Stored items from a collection
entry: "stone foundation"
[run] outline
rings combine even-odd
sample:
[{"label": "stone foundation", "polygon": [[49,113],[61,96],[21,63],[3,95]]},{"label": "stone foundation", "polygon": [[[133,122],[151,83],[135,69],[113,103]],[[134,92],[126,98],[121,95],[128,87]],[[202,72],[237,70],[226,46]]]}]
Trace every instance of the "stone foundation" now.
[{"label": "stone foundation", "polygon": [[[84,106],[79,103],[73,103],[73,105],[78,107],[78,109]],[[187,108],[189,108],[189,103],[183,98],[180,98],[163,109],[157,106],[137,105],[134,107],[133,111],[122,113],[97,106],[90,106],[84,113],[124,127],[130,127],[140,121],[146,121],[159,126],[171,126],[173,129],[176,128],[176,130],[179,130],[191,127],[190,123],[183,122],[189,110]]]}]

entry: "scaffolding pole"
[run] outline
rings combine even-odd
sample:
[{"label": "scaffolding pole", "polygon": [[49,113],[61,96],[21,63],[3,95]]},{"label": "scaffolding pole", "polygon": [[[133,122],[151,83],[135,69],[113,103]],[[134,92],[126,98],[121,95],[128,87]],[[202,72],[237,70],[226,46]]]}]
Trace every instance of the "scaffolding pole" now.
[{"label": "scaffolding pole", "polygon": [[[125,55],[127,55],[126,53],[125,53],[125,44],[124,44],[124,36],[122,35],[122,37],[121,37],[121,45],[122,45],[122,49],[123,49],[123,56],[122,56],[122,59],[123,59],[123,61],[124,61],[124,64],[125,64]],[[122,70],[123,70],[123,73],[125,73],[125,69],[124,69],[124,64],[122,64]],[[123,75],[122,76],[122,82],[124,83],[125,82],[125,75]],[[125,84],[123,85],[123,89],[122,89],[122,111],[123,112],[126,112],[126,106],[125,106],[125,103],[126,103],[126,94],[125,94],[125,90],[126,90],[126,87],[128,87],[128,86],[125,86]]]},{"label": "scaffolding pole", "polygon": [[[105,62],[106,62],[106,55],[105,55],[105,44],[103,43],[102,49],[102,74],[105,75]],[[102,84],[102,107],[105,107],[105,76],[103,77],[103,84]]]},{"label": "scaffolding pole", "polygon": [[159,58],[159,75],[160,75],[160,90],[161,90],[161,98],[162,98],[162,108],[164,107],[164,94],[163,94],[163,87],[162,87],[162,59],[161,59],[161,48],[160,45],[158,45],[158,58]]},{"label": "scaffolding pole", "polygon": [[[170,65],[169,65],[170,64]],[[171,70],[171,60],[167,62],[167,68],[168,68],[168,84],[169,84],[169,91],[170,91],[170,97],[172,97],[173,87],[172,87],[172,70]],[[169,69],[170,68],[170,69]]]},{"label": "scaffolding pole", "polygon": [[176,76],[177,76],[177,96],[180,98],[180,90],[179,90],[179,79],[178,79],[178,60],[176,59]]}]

Problem to solve: On how many lines of the data does "entry" appear? Give only that number.

Written response: 2